***** Extracted information *****
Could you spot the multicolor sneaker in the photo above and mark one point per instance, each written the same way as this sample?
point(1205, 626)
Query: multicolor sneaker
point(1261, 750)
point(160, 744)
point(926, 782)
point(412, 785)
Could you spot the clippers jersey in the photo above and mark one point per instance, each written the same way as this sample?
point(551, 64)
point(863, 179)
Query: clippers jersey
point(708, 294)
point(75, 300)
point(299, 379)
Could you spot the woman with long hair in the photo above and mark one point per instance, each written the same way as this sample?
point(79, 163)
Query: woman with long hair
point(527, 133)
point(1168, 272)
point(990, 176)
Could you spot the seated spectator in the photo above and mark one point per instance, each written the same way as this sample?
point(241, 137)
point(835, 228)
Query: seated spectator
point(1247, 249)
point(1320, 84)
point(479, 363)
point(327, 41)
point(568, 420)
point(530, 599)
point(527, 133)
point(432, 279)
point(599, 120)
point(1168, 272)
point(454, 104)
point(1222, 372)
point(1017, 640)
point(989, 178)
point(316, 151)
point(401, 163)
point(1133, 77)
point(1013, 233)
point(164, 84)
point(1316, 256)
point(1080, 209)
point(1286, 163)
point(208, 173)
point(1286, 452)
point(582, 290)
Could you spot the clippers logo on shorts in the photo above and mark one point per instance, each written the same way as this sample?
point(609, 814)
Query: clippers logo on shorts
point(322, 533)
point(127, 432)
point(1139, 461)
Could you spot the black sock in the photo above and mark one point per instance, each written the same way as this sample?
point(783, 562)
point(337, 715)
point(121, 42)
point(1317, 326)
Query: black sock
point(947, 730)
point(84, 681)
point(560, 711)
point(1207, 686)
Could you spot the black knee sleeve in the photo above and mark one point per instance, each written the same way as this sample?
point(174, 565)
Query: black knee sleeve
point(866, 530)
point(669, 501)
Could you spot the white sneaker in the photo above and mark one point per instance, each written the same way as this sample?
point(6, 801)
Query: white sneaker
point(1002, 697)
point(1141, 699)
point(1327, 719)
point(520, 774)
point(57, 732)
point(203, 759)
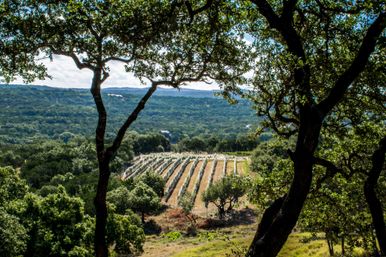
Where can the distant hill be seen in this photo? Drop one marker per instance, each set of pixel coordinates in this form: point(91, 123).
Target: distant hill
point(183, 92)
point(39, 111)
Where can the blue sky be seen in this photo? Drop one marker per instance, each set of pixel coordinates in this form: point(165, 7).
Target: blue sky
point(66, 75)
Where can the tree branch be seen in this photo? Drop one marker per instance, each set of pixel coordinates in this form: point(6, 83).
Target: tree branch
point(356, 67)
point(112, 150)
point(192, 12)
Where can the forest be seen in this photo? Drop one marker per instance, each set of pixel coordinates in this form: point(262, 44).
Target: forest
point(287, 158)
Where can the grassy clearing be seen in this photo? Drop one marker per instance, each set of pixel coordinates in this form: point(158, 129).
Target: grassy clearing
*****
### Task instructions
Each line of the data above must be repeated exactly, images excluded.

### Written solution
Could you spot the multicolor sneaker in the photo above and mark one point per instance, each written the same way as this sample?
point(1205, 626)
Query: multicolor sneaker
point(1261, 750)
point(160, 744)
point(926, 782)
point(412, 785)
Could you spot the clippers jersey in the photo above and mark one point per instance, each written the same way as this sample?
point(551, 64)
point(863, 179)
Query: clippers jersey
point(708, 294)
point(75, 300)
point(299, 379)
Could you spot the woman with long hair in the photo above and mark one point per instance, each written the same way as this sample?
point(79, 163)
Query: woman with long hair
point(527, 133)
point(1168, 272)
point(990, 176)
Could you spot the seated spectator in the photo above and mark one point per instance, each written the same way as this sample?
point(241, 137)
point(835, 228)
Query: seated spectator
point(1247, 249)
point(1320, 84)
point(479, 363)
point(327, 41)
point(568, 420)
point(530, 599)
point(527, 133)
point(432, 279)
point(599, 120)
point(1168, 272)
point(454, 104)
point(1222, 372)
point(1017, 640)
point(989, 178)
point(316, 151)
point(401, 163)
point(1133, 77)
point(1013, 233)
point(164, 84)
point(1316, 256)
point(1080, 209)
point(1286, 163)
point(208, 173)
point(1286, 452)
point(582, 290)
Could you spot the clippers logo on shorts in the photo above and mark one point per instance, each written the same way as this sample?
point(609, 814)
Query: clippers logo on shorts
point(322, 533)
point(127, 432)
point(1139, 461)
Could you spot the black sock in the photo above and mark one point per instance, each written the same way as this sample?
point(783, 562)
point(337, 715)
point(121, 42)
point(1317, 326)
Query: black sock
point(947, 730)
point(84, 681)
point(560, 711)
point(1207, 686)
Could you spot the black knee sleeve in the photo above and mark one point per instance, each written the same way as this sample?
point(174, 565)
Query: black knee sleeve
point(866, 530)
point(669, 501)
Could you spot the white sneaker in the photo above and mark one point per instance, each written the same way as this sample?
point(6, 801)
Query: white sneaker
point(1002, 697)
point(1141, 699)
point(1327, 719)
point(520, 774)
point(57, 732)
point(203, 759)
Where can the distant hill be seen in this photo? Drop one marker per instance, each set of pixel coordinates in this form: point(91, 123).
Target: distant hill
point(183, 92)
point(39, 111)
Where can the blue sky be seen in this photo? Drop one marker per instance, each set of pixel coordinates in this form: point(165, 7).
Target: blue sky
point(66, 75)
Where can the tree branch be seen in this photo? Drop one marker per instance, each set of pixel coordinates in this form: point(6, 83).
Target: tree branch
point(356, 67)
point(112, 150)
point(192, 12)
Where can the forest be seen in this photo? Drop one marker per instance, each set of pixel coordinates in this form: point(262, 44).
Target: forest
point(287, 158)
Where can the grassy clearing be seen in this photo? Drop one marker per instance, each set of pixel coordinates in this form: point(158, 129).
Target: grassy clearing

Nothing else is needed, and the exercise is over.